### Consigne 1
D'après l'entretien sur l'art olfactif, à quelles dates se tient l'exposition Odore ?
### Consigne 2
Recopiez, dans l'entretien sur l'art olfactif, le passage qui s'ouvre sur les mots contenant « Air de Paris, 1919 De » et s'achève sur « (entrée libre) ».

### Texte support
Art olfactif : entretien avec Sandra Barré
« L’odeur vient se nicher tout près du cœur »

L’exposition Odore, l’art, l’odeur et le sacré proposée par la curatrice Sandra Barré invite à se laisser porter par des odeurs d’œuvres d’artistes de différents univers esthétiques. L’odorat, propre à chaque individu, provoque des souvenirs de moments, de voyages, de rencontres.

Les œuvres exposées à la galerie Pauline Pavec ont chacune une plasticité propre et certaines sont issues d’une performance, sollicitent un geste, d’autres évoquent des moments de la vie. Elles renvoient, pour Sandra Barré, à la notion de relique. L’expérience olfactive nous invite à songer à notre relation au partage, au corps et au sacré.

Propos recueillis par Pauline Lisowski

Air de Paris, 1919 De et par Marcel Duchamp ou Rrose Selavy (La Boîte-en-valise), éditée par Mathieu Mercier, 2015

Air de Paris, 1919 / from « De ou par Marcel Duchamp ou Rrose Sélavy (Boîte-en-valise) », éditée par Mathieu Mercier, 2015

INFOS PRATIQUES :

Entretien avec Sandra Barré
Commissaire de l’exposition Odore, l’art, l’odeur et le sacré
Du 13 janvier 2021 au 20 février 2021
(entrée libre)

Galerie Pauline Pavec, Paris
45 Rue Meslay, 75003 Paris
Site de la galerie : paulinepavec.com
Compte Instagram : @galeriepaulinepavec
Page Facebook : @galeriepaulinepavec

— Quel est votre intérêt pour l’art olfactif ?

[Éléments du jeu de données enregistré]
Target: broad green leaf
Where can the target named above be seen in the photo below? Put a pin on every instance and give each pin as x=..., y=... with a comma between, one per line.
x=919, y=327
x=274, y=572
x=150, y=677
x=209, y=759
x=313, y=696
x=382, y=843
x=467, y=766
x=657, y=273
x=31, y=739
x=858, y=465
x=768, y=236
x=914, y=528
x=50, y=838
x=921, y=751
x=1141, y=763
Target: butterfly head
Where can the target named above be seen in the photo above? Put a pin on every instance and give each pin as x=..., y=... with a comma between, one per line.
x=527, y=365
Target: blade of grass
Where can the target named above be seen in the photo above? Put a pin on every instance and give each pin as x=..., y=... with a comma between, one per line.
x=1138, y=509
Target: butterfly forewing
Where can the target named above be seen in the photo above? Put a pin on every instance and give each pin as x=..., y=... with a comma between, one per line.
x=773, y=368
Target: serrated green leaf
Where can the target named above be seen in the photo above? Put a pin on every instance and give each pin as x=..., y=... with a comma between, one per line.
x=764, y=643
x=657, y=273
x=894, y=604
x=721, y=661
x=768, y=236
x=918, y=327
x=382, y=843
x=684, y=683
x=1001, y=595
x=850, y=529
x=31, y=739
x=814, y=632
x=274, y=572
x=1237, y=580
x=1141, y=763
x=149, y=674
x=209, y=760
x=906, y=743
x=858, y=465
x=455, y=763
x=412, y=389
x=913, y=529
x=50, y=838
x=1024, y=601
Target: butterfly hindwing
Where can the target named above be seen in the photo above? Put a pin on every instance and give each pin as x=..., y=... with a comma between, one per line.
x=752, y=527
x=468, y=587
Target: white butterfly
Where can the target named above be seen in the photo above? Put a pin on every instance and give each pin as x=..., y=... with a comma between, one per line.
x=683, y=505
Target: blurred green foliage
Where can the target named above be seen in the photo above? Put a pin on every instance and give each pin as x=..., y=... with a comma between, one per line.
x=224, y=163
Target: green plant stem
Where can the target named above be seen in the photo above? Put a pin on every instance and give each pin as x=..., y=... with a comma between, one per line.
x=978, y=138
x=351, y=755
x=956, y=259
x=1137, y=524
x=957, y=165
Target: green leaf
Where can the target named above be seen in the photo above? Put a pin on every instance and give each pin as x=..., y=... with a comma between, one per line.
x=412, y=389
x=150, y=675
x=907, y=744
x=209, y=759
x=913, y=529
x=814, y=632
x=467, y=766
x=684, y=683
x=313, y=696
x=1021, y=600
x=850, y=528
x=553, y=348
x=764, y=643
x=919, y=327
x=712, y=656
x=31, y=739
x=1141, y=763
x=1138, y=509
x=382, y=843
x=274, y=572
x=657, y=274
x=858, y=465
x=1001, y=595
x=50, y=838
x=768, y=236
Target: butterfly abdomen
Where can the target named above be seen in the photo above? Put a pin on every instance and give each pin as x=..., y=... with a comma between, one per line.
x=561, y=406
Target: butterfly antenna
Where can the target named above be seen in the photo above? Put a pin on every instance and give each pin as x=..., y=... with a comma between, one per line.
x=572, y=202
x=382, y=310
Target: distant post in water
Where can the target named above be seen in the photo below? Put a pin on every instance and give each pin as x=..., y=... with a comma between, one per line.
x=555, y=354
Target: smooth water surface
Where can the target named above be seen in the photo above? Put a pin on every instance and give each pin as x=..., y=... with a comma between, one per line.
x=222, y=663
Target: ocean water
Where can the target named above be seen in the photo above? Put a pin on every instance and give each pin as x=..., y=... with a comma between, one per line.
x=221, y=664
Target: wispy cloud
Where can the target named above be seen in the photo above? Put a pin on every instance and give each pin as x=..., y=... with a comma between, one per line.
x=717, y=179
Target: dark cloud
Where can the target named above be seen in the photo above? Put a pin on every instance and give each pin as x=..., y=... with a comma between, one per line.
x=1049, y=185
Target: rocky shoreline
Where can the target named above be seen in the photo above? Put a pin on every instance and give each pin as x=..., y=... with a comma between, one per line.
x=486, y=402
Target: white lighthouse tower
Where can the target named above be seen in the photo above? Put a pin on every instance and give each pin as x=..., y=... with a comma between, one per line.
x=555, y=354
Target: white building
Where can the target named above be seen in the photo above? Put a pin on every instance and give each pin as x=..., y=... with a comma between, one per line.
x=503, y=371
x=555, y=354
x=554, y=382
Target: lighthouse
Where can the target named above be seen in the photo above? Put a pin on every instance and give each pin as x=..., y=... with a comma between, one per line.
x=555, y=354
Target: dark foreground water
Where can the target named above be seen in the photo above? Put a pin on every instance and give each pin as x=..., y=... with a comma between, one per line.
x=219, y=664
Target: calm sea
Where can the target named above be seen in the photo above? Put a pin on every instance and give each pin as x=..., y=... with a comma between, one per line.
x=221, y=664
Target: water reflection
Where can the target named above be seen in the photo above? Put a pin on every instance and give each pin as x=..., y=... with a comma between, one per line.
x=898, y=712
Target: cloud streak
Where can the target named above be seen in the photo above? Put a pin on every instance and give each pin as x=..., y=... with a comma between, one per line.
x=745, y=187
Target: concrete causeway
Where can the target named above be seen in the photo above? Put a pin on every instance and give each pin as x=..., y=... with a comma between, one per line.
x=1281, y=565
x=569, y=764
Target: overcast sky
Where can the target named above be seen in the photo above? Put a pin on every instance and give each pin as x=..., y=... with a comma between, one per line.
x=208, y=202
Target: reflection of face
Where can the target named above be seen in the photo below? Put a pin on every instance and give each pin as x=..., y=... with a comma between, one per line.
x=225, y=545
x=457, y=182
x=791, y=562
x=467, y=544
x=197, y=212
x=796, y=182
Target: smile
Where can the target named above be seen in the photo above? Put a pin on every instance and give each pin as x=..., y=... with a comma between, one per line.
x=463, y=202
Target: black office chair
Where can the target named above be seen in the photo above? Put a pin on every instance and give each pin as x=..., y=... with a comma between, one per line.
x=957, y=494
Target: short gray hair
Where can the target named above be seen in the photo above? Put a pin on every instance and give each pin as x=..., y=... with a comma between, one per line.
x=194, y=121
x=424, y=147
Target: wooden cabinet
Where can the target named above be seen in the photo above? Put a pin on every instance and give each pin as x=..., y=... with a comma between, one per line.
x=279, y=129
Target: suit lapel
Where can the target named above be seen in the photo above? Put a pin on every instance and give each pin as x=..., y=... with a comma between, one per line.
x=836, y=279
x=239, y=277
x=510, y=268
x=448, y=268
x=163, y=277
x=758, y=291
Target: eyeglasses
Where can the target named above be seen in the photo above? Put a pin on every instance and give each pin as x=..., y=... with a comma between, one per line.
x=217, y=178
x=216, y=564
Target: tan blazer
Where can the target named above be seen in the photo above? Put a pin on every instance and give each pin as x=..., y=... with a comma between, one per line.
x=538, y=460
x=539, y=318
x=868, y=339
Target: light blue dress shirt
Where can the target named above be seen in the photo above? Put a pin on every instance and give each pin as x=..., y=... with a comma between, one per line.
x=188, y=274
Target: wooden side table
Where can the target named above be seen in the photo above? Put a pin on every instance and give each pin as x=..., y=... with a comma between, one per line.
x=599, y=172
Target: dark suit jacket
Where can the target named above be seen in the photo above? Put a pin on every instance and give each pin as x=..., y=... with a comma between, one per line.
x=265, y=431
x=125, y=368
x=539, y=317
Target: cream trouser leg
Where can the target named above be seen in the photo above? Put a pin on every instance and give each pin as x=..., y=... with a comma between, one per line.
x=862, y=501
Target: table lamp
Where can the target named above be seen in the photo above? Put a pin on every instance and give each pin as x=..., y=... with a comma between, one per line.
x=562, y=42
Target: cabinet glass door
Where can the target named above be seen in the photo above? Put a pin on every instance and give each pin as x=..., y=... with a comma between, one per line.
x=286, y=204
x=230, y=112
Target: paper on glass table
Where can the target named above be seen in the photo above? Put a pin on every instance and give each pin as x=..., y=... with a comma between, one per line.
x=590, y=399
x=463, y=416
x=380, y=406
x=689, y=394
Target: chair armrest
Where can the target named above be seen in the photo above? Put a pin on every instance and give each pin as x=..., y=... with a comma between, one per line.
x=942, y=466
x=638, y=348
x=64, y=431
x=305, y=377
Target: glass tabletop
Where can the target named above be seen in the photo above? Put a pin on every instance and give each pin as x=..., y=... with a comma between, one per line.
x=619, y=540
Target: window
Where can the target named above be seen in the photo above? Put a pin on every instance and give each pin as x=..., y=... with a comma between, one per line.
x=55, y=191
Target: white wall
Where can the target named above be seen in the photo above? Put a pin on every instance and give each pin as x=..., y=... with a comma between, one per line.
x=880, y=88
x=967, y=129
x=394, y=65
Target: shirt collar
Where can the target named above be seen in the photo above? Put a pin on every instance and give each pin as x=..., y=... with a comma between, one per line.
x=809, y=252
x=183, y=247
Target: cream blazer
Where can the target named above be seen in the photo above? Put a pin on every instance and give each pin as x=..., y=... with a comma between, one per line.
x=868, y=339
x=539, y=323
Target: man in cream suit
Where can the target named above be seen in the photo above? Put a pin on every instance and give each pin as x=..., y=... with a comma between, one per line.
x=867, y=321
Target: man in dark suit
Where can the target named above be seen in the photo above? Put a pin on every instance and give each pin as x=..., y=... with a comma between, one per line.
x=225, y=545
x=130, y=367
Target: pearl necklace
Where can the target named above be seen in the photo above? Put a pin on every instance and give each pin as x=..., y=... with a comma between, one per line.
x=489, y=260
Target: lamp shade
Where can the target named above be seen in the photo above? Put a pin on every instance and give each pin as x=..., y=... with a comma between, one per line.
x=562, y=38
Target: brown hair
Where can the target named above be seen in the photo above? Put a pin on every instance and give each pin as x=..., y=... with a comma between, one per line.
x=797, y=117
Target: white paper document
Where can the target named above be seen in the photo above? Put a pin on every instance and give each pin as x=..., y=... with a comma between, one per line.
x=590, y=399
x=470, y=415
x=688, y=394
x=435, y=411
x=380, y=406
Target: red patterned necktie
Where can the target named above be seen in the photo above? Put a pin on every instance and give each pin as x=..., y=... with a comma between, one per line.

### Réponse attendue 1
Du 13 janvier 2021 au 20 février 2021.

### Réponse attendue 2
Air de Paris, 1919 De et par Marcel Duchamp ou Rrose Selavy (La Boîte-en-valise), éditée par Mathieu Mercier, 2015

Air de Paris, 1919 / from « De ou par Marcel Duchamp ou Rrose Sélavy (Boîte-en-valise) », éditée par Mathieu Mercier, 2015

INFOS PRATIQUES :

Entretien avec Sandra Barré
Commissaire de l’exposition Odore, l’art, l’odeur et le sacré
Du 13 janvier 2021 au 20 février 2021
(entrée libre)